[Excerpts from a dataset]
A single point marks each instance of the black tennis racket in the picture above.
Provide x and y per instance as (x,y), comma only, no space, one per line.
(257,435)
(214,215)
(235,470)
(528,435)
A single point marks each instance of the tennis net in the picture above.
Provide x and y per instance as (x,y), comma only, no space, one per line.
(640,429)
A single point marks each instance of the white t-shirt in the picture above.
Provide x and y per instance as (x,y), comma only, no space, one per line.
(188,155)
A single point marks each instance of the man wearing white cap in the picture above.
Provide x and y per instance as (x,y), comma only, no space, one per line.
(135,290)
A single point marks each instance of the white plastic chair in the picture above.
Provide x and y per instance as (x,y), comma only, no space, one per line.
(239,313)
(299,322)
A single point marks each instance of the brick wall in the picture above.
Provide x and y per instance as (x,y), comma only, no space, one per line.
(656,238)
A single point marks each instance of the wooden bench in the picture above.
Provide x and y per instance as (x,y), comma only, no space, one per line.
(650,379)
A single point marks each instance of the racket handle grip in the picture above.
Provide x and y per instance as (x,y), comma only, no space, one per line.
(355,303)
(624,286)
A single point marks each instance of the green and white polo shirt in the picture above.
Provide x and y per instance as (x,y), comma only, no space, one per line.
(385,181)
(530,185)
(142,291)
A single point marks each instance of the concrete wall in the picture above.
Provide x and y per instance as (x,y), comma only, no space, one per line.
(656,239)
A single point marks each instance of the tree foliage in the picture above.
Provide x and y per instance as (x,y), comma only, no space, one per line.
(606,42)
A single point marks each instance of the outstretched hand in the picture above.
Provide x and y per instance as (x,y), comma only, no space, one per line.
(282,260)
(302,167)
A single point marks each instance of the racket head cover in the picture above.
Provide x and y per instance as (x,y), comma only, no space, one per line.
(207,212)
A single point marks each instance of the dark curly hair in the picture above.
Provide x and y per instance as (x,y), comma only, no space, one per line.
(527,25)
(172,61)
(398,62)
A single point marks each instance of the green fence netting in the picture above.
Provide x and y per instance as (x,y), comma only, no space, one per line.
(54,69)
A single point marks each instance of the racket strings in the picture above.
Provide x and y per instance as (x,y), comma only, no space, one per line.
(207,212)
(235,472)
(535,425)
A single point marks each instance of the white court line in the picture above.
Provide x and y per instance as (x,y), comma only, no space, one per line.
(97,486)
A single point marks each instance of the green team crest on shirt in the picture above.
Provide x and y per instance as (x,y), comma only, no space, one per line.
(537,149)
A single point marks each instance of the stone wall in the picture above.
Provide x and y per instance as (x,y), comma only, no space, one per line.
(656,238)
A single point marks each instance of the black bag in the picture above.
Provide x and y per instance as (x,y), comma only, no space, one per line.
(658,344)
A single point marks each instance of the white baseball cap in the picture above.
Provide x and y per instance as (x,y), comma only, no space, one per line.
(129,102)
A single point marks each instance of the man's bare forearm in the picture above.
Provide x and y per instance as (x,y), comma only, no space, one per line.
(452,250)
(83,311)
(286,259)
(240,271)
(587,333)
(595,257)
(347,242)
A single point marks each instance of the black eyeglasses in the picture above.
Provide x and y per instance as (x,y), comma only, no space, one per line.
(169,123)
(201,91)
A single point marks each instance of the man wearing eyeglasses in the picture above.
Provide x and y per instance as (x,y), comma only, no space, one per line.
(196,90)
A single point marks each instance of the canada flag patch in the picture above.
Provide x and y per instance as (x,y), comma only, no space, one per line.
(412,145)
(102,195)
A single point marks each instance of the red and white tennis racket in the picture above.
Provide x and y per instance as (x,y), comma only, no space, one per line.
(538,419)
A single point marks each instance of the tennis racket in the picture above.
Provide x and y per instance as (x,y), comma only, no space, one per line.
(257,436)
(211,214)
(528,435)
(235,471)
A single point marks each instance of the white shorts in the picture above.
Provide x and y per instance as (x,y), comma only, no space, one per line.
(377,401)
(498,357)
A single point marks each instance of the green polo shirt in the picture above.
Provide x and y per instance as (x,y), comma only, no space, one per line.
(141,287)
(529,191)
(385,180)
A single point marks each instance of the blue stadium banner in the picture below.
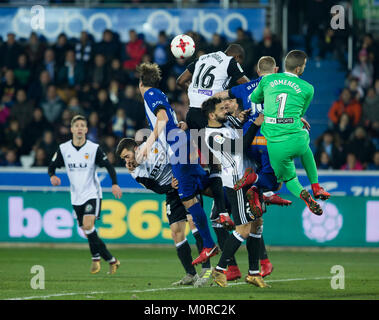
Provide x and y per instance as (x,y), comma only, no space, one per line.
(338,183)
(71,21)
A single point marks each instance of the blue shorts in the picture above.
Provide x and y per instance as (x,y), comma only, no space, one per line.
(192,179)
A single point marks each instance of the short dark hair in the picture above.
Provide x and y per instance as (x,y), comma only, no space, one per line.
(77,118)
(149,74)
(125,143)
(294,59)
(266,64)
(209,106)
(235,50)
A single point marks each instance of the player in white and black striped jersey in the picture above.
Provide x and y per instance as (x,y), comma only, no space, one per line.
(81,157)
(225,139)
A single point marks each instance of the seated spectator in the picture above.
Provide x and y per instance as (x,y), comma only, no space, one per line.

— Required work —
What is needed is an exact copy of every entry, with the pictures removed.

— Output of the task —
A single point marks each instance of the black tennis racket in the picture above.
Provide x and y per instance as (x,y), comma only, no space, one per line.
(257,435)
(214,215)
(235,470)
(528,435)
A single point marks each instance of the tennis net in the picture above.
Provide x and y per instance as (x,y), comma only, no space, one per line.
(640,429)
A single point marks each instance of the white t-shirt in the picture above.
Provide x and y per instance as (x,y), comma only, no space, one per line.
(188,155)
A single point marks each instance of the man wearing white cap in the picture above.
Provide x and y per instance as (x,y), comma only, no space, one per line.
(135,290)
A single point marks each instance of the white plastic chair in the picture above.
Provide x and y per instance as (x,y), comma only, no space, one per line.
(239,313)
(299,322)
A single point marks each instance of the brick wall in the picture above.
Provide x and y per instance as (x,y), comma only, no space, one per line.
(656,238)
A single point marks each instance of the wooden bench in the picture above.
Provide x and y per instance as (x,y), comma only, no space, one per line.
(650,379)
A single point marks each instance of the racket handle grip in the picture above.
Provide x and y per instance as (x,y), comma only, no space, one per line.
(355,303)
(624,286)
A single point marks each instance of the green and white polo shirt in the picture above.
Provide x and y per instance as (x,y), comma only, no space, one per line.
(385,181)
(530,185)
(142,291)
A single point marks each instance of the concrete wall in the picture above.
Provide x and y per instance as (x,y), comma only, no space, one per line.
(656,239)
A single point marks each instance of the tree foliage in the picture above.
Provide x and y per instance as (x,y), comma only, no space, one per line.
(606,42)
A single point marks each instance of the outstretched hand in the picture above.
Provide x and y per instance as (x,y), comma only, no space, one per line.
(282,260)
(302,167)
A single point marks each instance of the racket head cover in the picture above.
Provide x and y per instance as (x,y), comma only, no space, one per line.
(207,212)
A single point marks each instance of the dark curly hair in the picture above.
Provide x and y per instance as (x,y), comma only, no space, one per line.
(527,25)
(172,61)
(398,62)
A single point marks each instance of the green fence netting in the picture above.
Provide x and y per instance as (x,y), comma only, no space, one per line.
(54,69)
A single point marks each instance of the racket strings in the picture above.
Provide x and y per instance as (x,y), comma only, no space, one per line.
(207,212)
(235,472)
(535,425)
A single point marks each instance of the white court line in the picture above.
Provide x and y per instance as (x,y), comma only, no space, one per line.
(97,486)
A single point marks each instance of the green team crest on shirt in the picture above.
Provide x and y per instance as (x,y), comma only, no space, one per line.
(537,149)
A single point marks each instance of the stone wall in the picture above.
Provide x and y per instance as (x,y), comma only, no space, one per line.
(656,238)
A single point marks each instance of the black bag in the picture above.
Provide x and y per instance as (x,y), comma only, no space, one per line.
(658,344)
A single point marks each instance of the white baseball cap in the picture above.
Provide x and y per instance as (x,y), comma only, no space, one per line.
(129,102)
A single point marks each instance of the man's bare forearm in the picture above.
Provide x and y per instance as (x,y), comma only, no space, one per line.
(452,250)
(83,311)
(286,259)
(240,271)
(587,333)
(595,257)
(347,242)
A single point marks each instance of the black eyeglasses in the picture above.
Provide x and y per instance as (x,y), comma only, no space, one per line.
(169,123)
(201,91)
A single point marks each instance of the man wearing eyeglasses in the picture above.
Provide x and y per instance as (x,y), comma only, no space, one per line.
(196,90)
A single point marks each instance of the canada flag patch in the picture above.
Provide x and y per instance as (x,y), comma only, no space, one per line.
(412,145)
(102,195)
A single point marks each instance of the red and white tennis racket in the picture above.
Provide x and y per instance as (x,y), comma only, no space, one per line.
(538,419)
A single point marks each instance of the tennis racket in the picture above.
Provide x and y per instance as (x,y), comma only, no space, one per line.
(257,436)
(211,214)
(528,435)
(235,471)
A single point marks each instance of the white shorts in the picture above.
Provide x and y per instance as (x,y), comma only, no space, one per line.
(377,401)
(498,357)
A single point marks each instance of the green polo shirt in the picture above.
Provide x and y per instance as (x,y), comma only, no space, one per line.
(141,287)
(529,191)
(385,180)
A single point marks each instance of the blue stadium banner in the picture below.
Provide x and y per instance as (x,y), comma only, no space, one per line.
(338,183)
(71,21)
A single point marks each instance of the blue shorts in the picture above.
Provide x and y per instance as (x,y), comma only, no space, one per line.
(192,179)
A single point marks each instance of the short dark hair in the picture above.
Provide x and y per instance as (x,y), comma only, no space, one per line.
(77,118)
(149,74)
(125,143)
(294,59)
(266,64)
(209,106)
(235,50)
A single point marks each instance of the player in white and black striped jersey in the picture above.
Provide x and y per instance as (x,y), comma only, no space, one per line.
(81,157)
(225,139)
A single point marks each instance of the seated spectator in the picture above.
Provide x and y per instance as (x,y), comma only, no space, one per line.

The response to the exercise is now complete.